» TEXT PASSAGE
··········

# Site General > Pet Related Laws & Legislation >  HR 2811 live feed?

## twistedtails

Anybody know where we can watch a live feed of the hearing?

----------


## thegoalie22

http://judiciary.edgeboss.net/real-l...141_070212.smi
im watching it now

----------

_twistedtails_ (11-06-2009)

----------


## twistedtails

I'm having problems opening this?  What are you watching it in?

----------


## stratus_020202

Real Player SP. It's free to download.

----------


## twistedtails

> Real Player SP. It's free to download.


The link keeps opening up golive on my comp.

----------


## stratus_020202

That guy was a jerk. He says you can't keep a snake of that size in your home. I know a lot of people who do it successfully. Idiot.

----------


## thegoalie22

I know these guys are complete idiots

----------


## twistedtails

On the bright side, the fish and game says it will take till 2011 to have the right documentation.

----------


## DarkComeSoon

How long is this supposed to go?

----------


## Denial

ha score I love how the guy brought up feral cats.

----------


## stratus_020202

"Just like monkey's and tigers." Yeah, ok.

----------


## twistedtails

We have a good arguement, but, these guys have worked up some nonsense stories that sound very strong.

----------


## twistedtails

It doesn't sound like they are talking about ball pythons.  They are clearly mentioning 9 "LARGE" consrtictor snakes.

----------


## ladywhipple02

Exactly what 9 constrictors? I know in another thread it said Red Tails... this is not good for our industry.

··········

Continue the forum thread about the HR 2811 hearing, starting after its last post.

Location annotation dataset excerpts:

··········

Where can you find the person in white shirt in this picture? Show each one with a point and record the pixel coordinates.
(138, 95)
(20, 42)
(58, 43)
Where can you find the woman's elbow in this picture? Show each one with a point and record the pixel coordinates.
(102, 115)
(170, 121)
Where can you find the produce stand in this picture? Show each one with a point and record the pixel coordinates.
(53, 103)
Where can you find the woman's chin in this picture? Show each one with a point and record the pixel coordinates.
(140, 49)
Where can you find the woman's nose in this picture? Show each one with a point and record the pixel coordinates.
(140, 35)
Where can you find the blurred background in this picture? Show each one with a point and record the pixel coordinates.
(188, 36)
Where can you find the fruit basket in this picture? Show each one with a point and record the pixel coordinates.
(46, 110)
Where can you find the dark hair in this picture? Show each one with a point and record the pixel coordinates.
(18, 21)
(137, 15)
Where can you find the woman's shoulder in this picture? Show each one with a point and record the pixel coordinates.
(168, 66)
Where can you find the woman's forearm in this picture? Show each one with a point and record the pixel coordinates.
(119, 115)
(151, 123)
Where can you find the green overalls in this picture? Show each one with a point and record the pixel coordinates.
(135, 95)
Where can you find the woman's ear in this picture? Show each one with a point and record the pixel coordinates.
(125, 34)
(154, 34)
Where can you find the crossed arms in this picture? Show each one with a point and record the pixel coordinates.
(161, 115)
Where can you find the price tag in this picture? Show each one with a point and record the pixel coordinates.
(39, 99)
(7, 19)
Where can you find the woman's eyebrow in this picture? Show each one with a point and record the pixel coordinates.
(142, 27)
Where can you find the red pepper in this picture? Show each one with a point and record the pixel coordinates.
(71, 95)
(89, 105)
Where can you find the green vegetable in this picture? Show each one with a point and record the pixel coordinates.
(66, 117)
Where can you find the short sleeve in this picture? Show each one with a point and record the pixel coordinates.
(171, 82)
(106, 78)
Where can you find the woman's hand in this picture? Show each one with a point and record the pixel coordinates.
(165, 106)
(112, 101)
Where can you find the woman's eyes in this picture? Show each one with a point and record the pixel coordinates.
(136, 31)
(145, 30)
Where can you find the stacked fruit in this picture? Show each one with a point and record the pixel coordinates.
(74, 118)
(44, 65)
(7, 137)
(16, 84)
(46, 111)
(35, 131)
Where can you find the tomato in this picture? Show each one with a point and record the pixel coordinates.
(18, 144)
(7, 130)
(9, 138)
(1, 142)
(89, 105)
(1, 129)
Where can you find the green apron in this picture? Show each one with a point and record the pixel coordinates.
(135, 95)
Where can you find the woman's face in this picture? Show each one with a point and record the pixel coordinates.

··········

» ANSWER TO THIS TASK
----------


## Denial

4 species of anaconda
boas 
retics
burms
rocks
scrub

----------


## rabernet

Has USARK spoken yet? I won't be able to watch, as I won't download Real Player at work.

----------


## ladywhipple02

> Has USARK spoken yet? I won't be able to watch, as I won't download Real Player at work.


Same here. All I have is this thread...

----------


## stratus_020202

Yes Andrew has spoken and is answering questions now. He's pretty good and standing his ground despite all the ridicule.

----------


## twistedtails

It kinda sounds like the chairman is leaning towards the fact that this bill is extreme.

----------


## Ralphieeeee

I just started to watch this. "People in Florida have elephants and lots of cats"  :Razz:  But yeah, looks like it's going good for what I can see so far. Talking about ball pythons in the industry atm.

----------


## twistedtails

HA!  So the bill was amended!  People were saying that it wasn't.

----------


## rabernet

Of course, no updates right now, but you can follow USARK on Twitter for updates later: 

https://twitter.com/USARK

----------

_stratus_020202_ (11-06-2009)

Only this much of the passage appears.